● **SOURCE TEXT**
# Which step is creaky?

The problem is as follows:

Ms. Flor has a 50-step wooden staircase that allows access from the first floor to the second floor. One of the steps creaks when a person stands on it. Diego and Mike are going to climb the first 15 steps. Diego stood on the first step and then climbed to the end jumping two by two. Mike from the floor jumped three steps and back one step, then jumped three steps and back one and so on to the end. In no case was the creaking step heard. What should be the step that creaks in these first 15 ?

The choices given in my book are as follows:

1. 2nd step
2. 10th step
3. 14th step
4. 6th step
5. none of them

I found this question in my puzzles book Reason and Logic from 2000s. This problem seems to be an adaptation from a reprinted copy of the Martin Gardner's Puzzle Carnival of the 70s.

Regarding on how to approach this problem is the part where I'm still stuck, as I'm not sure what jumping "two by two" and "jumping three and back one" means.

I've illustrated my question in the figure below: As it can be seen in the first sketch, Diego starts at the first step and then jumps two by two, leaving two steps untouched between. Then Mike follows him from the floor by jumping three, in other words moving straight to the 4th and then returning to the 3rd.

In this scenario, the only steps left untouched are the 2nd and the next three. These are, 5, 8, 11 and 14. Thus any of those can be the step being asked.

My other interpretation is the second row of images. Diego stands on the first step and then jumps not to the 4th but instead to the 3rd step, and he goes on and on, always landing in the odd steps.

Mike follows him but instead of jumping forward three and back one, and landing on the 4th step as indicated in the first picture, he would land on the 3rd step and then back to the 2nd step. Then he would repeat this sequence, and along with Diego, no step is left untouched and since no creak was heard then it meant that such step is not among those 15 steps.

● **DATA PROVIDED**
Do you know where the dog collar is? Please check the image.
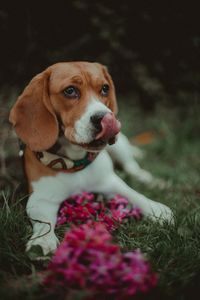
[36,151,98,173]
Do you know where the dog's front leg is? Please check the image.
[97,173,173,223]
[26,192,59,255]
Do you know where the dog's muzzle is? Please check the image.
[90,112,121,145]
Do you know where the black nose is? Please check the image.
[90,112,106,132]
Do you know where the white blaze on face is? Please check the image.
[74,98,111,144]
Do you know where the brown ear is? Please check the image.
[9,70,59,151]
[103,66,118,115]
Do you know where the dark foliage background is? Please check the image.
[0,0,200,109]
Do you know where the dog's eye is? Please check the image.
[63,85,80,99]
[101,84,110,96]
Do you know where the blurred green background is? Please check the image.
[0,0,200,110]
[0,0,200,300]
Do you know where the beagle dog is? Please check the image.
[9,62,173,254]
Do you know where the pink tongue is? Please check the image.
[95,113,121,141]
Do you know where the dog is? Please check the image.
[9,62,173,255]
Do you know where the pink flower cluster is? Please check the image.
[44,221,157,300]
[57,192,142,230]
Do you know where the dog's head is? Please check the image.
[10,62,120,151]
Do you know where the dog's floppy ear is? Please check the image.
[9,69,59,151]
[102,66,118,115]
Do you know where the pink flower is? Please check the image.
[57,192,142,231]
[44,221,157,300]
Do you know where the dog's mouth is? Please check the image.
[80,135,117,151]
[61,113,121,152]
[83,113,121,151]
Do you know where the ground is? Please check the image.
[0,90,200,300]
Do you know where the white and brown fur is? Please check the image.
[10,62,173,254]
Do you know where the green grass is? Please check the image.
[0,98,200,300]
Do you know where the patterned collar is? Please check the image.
[36,151,99,173]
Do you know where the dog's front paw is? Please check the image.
[26,233,59,259]
[145,201,174,224]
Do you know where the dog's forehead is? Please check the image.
[51,62,104,84]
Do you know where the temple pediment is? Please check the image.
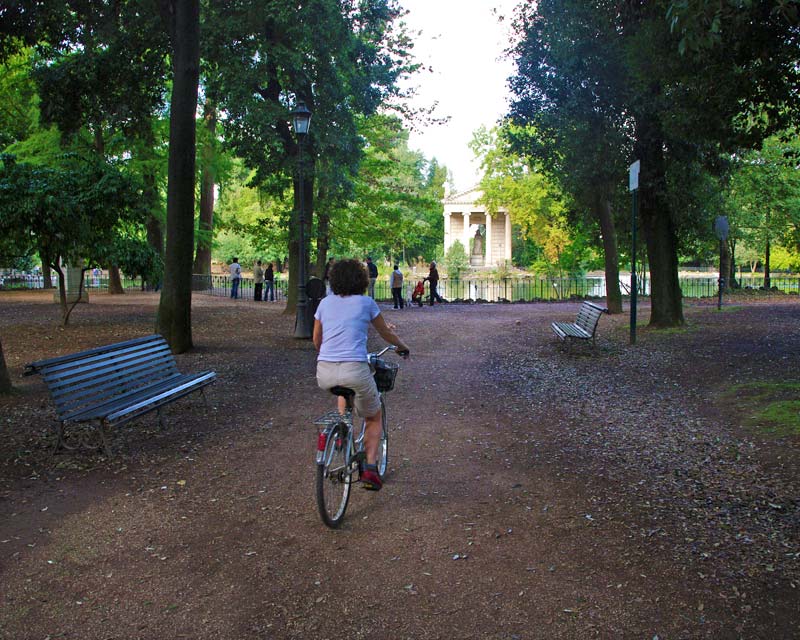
[442,185,483,205]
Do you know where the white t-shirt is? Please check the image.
[314,295,381,362]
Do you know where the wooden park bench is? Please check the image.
[551,302,608,346]
[24,335,217,456]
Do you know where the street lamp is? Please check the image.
[292,102,311,339]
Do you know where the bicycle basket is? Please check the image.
[375,358,400,391]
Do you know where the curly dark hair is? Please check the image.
[328,259,369,296]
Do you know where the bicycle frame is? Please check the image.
[314,346,395,529]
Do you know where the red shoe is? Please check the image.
[361,464,383,491]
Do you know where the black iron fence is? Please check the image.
[0,272,800,302]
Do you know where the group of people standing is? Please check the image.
[230,256,444,309]
[230,257,275,302]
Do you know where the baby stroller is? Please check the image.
[411,280,425,307]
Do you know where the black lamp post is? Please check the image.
[292,102,311,339]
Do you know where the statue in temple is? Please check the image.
[472,229,483,256]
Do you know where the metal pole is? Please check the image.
[630,189,639,344]
[717,238,725,311]
[294,135,311,340]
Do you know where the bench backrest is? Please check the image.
[575,302,605,336]
[26,335,179,419]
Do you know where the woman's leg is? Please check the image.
[364,410,383,464]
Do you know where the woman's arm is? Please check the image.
[312,318,322,351]
[372,313,409,352]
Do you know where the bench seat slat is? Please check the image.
[45,361,178,398]
[25,335,217,455]
[42,350,174,389]
[56,372,187,420]
[105,371,217,423]
[550,301,607,342]
[24,334,166,376]
[62,371,216,422]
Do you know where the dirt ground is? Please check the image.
[0,292,800,640]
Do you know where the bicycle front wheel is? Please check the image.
[317,422,352,529]
[376,394,389,478]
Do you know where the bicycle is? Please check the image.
[314,345,399,529]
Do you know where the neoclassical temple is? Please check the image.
[443,187,511,267]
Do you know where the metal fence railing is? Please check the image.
[192,273,288,302]
[0,273,800,302]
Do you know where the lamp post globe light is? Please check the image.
[292,102,311,339]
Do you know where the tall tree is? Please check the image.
[192,99,218,275]
[512,0,800,326]
[158,0,200,353]
[203,0,410,311]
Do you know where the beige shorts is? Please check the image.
[317,361,381,418]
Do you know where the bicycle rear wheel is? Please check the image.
[317,422,352,529]
[376,394,389,478]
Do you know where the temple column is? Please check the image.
[461,210,471,250]
[504,211,511,263]
[483,211,494,267]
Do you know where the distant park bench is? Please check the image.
[24,335,217,456]
[551,302,608,346]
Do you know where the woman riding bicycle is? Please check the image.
[314,260,409,491]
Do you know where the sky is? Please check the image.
[400,0,518,191]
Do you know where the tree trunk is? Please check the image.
[39,249,53,289]
[634,115,684,327]
[719,240,733,292]
[595,197,622,313]
[0,338,12,394]
[192,100,217,275]
[158,0,200,353]
[315,189,331,278]
[284,144,314,314]
[108,264,125,295]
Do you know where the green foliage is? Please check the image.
[331,115,446,260]
[726,131,800,268]
[442,240,469,280]
[471,125,587,272]
[724,382,800,437]
[0,155,144,272]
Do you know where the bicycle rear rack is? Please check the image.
[314,411,353,425]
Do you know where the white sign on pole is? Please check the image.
[714,216,728,241]
[628,160,641,191]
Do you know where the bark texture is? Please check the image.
[595,198,622,313]
[158,0,200,353]
[634,115,684,327]
[192,101,217,275]
[0,342,14,393]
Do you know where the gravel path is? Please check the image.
[0,294,800,640]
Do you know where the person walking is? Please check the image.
[313,260,409,491]
[264,262,275,302]
[322,258,333,296]
[253,260,264,302]
[391,265,406,309]
[425,260,444,306]
[231,256,242,300]
[367,256,378,300]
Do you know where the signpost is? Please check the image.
[714,216,729,311]
[628,160,641,344]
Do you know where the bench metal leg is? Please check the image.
[97,420,111,458]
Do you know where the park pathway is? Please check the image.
[0,296,800,640]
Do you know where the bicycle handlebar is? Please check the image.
[369,344,409,358]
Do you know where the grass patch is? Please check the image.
[723,382,800,437]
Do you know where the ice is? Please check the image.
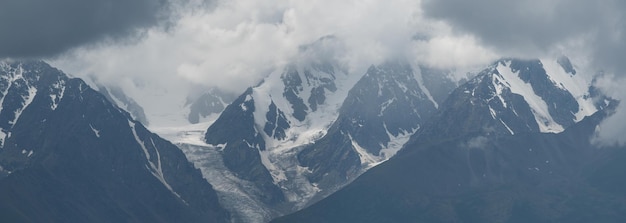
[9,87,37,124]
[541,59,598,121]
[128,120,187,203]
[497,61,563,133]
[89,124,100,138]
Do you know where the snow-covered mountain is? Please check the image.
[0,61,229,222]
[197,48,456,221]
[412,57,608,139]
[298,62,437,187]
[273,57,626,222]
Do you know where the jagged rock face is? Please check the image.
[298,63,436,184]
[412,59,601,140]
[97,85,150,125]
[0,62,229,222]
[205,58,449,216]
[274,59,626,222]
[273,109,626,222]
[187,88,234,124]
[205,58,349,209]
[205,88,284,204]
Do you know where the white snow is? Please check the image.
[0,65,24,117]
[412,66,439,108]
[541,59,598,121]
[128,120,187,203]
[348,135,381,168]
[494,62,563,133]
[376,124,420,160]
[9,86,37,124]
[0,131,7,148]
[50,81,65,110]
[89,124,100,138]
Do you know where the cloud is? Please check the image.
[48,0,497,126]
[461,136,489,149]
[0,0,169,58]
[422,0,626,144]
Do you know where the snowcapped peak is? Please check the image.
[480,57,598,133]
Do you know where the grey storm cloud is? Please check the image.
[422,0,626,145]
[422,0,626,69]
[0,0,168,58]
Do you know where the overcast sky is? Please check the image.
[0,0,626,143]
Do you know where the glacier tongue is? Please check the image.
[496,61,564,133]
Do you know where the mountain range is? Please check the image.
[0,51,626,222]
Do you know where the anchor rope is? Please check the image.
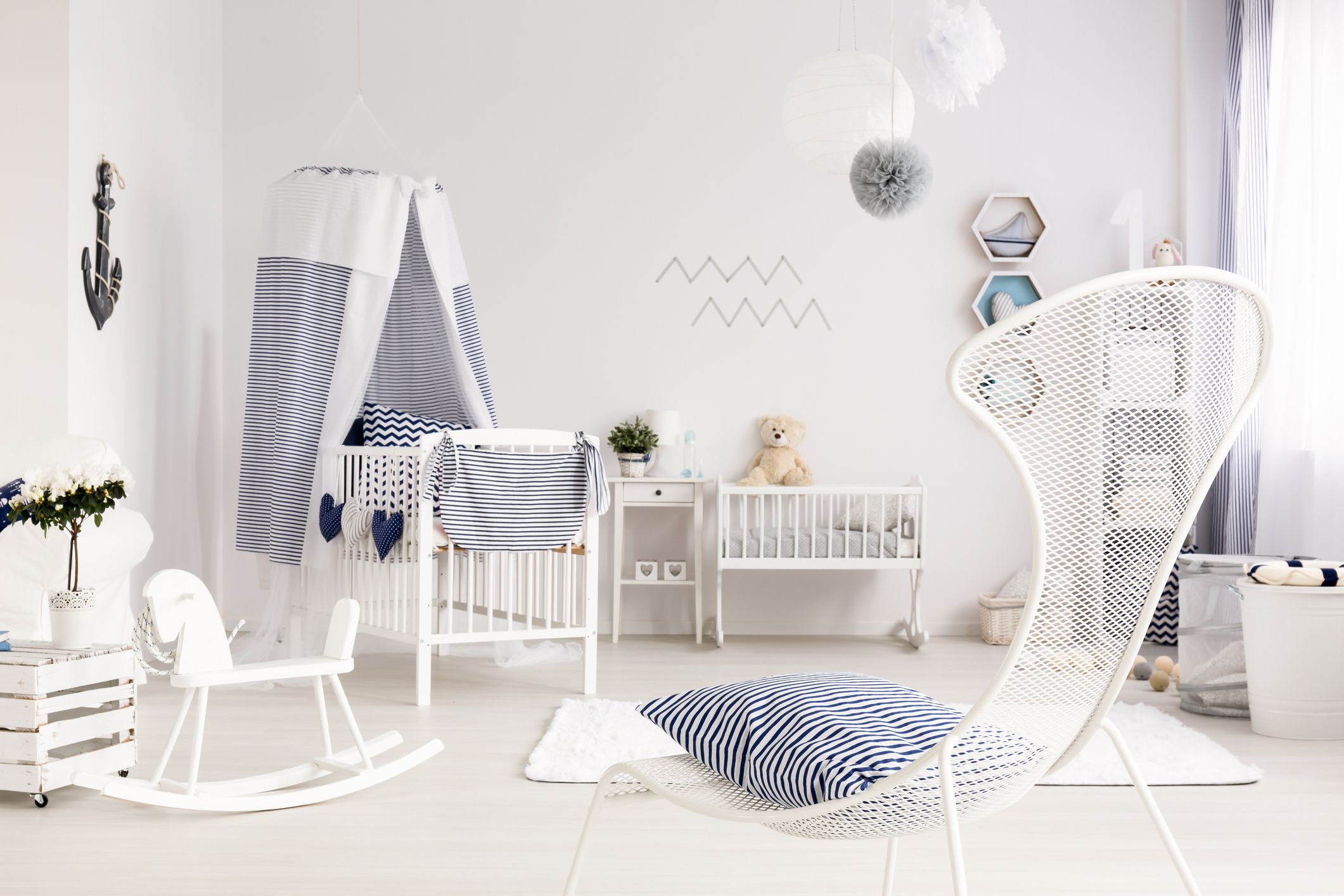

● **TASKS**
• A. In the staircase puzzle, replace "untouched" with "unvisited" and write out everything from "I've illustrated my" down to "step being asked.".
• B. Under the second interpretation in the staircase puzzle, why is the creaking step judged not to be among the first 15? Answer in one to three sentences.

● **TASK RESPONSES**
• A.
I've illustrated my question in the figure below: As it can be seen in the first sketch, Diego starts at the first step and then jumps two by two, leaving two steps unvisited between. Then Mike follows him from the floor by jumping three, in other words moving straight to the 4th and then returning to the 3rd.

In this scenario, the only steps left unvisited are the 2nd and the next three. These are, 5, 8, 11 and 14. Thus any of those can be the step being asked.

• B. In that reading, Diego always lands on the odd steps. Mike lands on the 3rd step, goes back to the 2nd, and repeats that sequence. Together they leave no step untouched, and since no creak was heard, the creaking step cannot be among those 15.